■ Document extract
┄┄┄┄┄┄┄┄┄┄┄┄┄┄┄┄┄┄┄┄

The Old Man And The Brat

DQI Bureau
New Update

Compaq''s historic acquisition of Digital for $

9.6 billion, creating the second largest edifice in the worldwide IT industry, has made

the Dells and the Gerstners of the world sit up and rework their strategies for the

future. The ripples created extend much beyond the surface, with the impact being felt all

over the world.


It is a sad end to a great company, what

could have been a great company has met this fate. These comments from Pravin Gandhi, one

of the founder directors of Digital India and one of the men responsible for getting

Digital into India, first as an agency through Hinditron, and then as a joint venture with

Digital Equipment Corp. (DEC) itself, sum up the sentiments of many an old timer about the

acquisition of Digital by Compaq. Equally poignant is that Digital, considered at one time

as one of the challengers to IBM, will in fact be actually challenging IBM after the

acquisition by Compaq more effectively. It would be a matter of immense satisfaction to

the Founder of Digital Ken Olsen that as a 100 percent subsidiary of Compaq, his original

dream is getting fulfilled.

Not that the end of Digital as a separate

entity was unexpected. In the past few years, in spite of the bravado put up by the legion

of Digital executives, the company has been in trouble. Despite denials, its Great White

Hope, Alpha, has not been doing particularly well. Its PCs, despite a good batting

average, were not there yet, certainly not amongst the Top Five PC vendors. Proprietary OS

VMS was, as per the trends elsewhere in the world, on the decline. In fact, many argue

that what was carrying the company was the sheer inertia of force of the yesteryears. At

one point in time, Businessweek even theorized that Chairman Robert Palmer may be on his

way out. Trouble was that there were few who wanted to be on the way in.

What was unexpected was that it would be

acquired by someone like Compaq. Not that it is meant in a derogatory sense toward Compaq,

but compared to the history of Digital, Compaq is a Johnny-come-lately. It is primarily a

PC company or a box pusher. Its strengths are in channels, volumes, and crashing prices.

┄┄┄┄┄┄┄┄┄┄┄┄┄┄┄┄┄┄┄┄

■ Entries supplied
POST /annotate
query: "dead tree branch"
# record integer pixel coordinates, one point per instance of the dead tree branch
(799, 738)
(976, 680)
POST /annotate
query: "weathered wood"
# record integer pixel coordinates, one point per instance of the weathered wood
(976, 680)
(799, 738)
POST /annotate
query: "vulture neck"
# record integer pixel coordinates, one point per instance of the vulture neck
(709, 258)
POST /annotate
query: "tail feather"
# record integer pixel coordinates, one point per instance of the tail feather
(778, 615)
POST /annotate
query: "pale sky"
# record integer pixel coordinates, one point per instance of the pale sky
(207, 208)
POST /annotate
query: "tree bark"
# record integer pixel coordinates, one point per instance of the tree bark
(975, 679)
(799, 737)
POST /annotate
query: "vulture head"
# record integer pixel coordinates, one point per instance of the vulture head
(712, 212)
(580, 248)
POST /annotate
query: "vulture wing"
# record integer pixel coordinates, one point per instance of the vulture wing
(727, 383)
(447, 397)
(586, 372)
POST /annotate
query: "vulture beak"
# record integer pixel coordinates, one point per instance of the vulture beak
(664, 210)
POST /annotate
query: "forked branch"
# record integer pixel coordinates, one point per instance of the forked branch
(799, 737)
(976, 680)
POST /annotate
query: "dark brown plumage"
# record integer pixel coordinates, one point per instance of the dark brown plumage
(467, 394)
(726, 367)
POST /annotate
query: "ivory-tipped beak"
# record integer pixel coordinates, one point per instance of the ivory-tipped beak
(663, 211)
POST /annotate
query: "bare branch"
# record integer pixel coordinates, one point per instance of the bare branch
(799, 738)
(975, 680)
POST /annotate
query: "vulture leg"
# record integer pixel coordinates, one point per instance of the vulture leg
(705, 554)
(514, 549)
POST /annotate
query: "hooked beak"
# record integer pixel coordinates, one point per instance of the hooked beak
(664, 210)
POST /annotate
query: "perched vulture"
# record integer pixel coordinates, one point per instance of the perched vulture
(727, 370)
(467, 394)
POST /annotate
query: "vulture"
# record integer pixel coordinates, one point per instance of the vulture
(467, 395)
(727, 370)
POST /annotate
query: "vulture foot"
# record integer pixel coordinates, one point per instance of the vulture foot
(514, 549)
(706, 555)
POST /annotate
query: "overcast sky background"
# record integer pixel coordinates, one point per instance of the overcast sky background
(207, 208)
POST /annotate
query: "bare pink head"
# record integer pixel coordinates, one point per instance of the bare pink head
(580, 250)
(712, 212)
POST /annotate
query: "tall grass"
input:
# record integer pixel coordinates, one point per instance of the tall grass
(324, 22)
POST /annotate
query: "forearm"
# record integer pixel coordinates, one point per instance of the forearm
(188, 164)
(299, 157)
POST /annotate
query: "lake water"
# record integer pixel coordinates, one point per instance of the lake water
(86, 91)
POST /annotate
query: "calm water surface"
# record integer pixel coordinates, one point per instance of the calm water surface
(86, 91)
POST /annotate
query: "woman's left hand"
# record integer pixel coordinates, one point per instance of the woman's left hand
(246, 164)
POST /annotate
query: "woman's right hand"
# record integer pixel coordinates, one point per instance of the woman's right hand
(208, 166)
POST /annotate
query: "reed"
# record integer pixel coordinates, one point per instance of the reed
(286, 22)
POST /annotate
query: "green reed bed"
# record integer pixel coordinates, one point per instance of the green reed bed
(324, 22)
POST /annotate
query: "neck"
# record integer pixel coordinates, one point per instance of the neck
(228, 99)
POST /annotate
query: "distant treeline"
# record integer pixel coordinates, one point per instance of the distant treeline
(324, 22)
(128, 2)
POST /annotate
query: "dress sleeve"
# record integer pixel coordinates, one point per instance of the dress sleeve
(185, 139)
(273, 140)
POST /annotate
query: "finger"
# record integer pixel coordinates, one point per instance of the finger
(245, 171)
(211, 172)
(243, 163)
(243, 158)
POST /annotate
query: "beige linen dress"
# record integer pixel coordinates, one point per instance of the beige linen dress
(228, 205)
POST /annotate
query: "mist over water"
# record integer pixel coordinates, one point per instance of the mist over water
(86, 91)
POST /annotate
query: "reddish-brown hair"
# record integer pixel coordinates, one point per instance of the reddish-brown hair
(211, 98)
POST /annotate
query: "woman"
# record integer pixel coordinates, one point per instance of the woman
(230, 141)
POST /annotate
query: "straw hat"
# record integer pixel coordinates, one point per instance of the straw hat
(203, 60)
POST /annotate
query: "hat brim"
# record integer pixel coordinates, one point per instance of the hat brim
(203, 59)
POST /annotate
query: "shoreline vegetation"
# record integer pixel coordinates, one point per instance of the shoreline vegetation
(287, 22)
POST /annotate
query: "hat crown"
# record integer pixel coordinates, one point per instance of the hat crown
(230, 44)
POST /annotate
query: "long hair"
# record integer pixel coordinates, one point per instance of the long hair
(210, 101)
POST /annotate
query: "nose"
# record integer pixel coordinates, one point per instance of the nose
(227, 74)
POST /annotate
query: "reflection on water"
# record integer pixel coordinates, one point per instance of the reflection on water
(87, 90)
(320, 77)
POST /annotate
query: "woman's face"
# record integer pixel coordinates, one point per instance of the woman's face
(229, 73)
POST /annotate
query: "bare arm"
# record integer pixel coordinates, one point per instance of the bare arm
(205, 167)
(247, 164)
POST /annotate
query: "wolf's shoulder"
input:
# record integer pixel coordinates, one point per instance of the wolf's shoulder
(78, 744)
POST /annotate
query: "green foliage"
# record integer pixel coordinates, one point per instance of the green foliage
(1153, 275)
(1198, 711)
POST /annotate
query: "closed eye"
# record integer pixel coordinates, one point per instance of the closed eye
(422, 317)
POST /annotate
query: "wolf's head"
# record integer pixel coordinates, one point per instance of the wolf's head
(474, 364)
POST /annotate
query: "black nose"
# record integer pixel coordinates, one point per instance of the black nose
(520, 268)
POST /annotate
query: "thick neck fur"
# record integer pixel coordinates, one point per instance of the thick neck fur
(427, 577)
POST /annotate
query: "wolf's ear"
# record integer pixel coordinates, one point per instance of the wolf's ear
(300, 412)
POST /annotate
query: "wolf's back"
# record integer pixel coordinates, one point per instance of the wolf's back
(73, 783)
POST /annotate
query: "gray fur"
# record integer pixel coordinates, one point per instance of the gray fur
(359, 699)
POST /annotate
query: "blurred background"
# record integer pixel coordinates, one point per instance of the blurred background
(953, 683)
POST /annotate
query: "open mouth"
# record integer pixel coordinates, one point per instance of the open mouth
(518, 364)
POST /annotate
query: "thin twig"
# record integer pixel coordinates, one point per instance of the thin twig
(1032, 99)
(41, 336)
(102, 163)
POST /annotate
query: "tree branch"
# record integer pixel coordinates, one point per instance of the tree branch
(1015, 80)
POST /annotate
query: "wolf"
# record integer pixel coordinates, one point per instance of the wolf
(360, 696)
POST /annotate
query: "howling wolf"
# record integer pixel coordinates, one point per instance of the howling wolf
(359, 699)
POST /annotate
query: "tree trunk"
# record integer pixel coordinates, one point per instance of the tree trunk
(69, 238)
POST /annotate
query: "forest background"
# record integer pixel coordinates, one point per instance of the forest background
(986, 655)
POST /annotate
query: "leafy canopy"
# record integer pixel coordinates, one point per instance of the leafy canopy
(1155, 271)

┄┄┄┄┄┄┄┄┄┄┄┄┄┄┄┄┄┄┄┄

■ Description of the task
Please explain in one to three sentences why, according to the article on Compaq's acquisition of Digital, the end of Digital as a separate entity was not unexpected. The rows aren't needed for this work.

■ Answer to this problem
Despite its executives' bravado, Digital had been in trouble for the past few years: Alpha was not doing particularly well, its PCs were not among the Top Five vendors, and its proprietary VMS operating system was in decline. Many argued that the company was being carried only by the inertia of earlier years.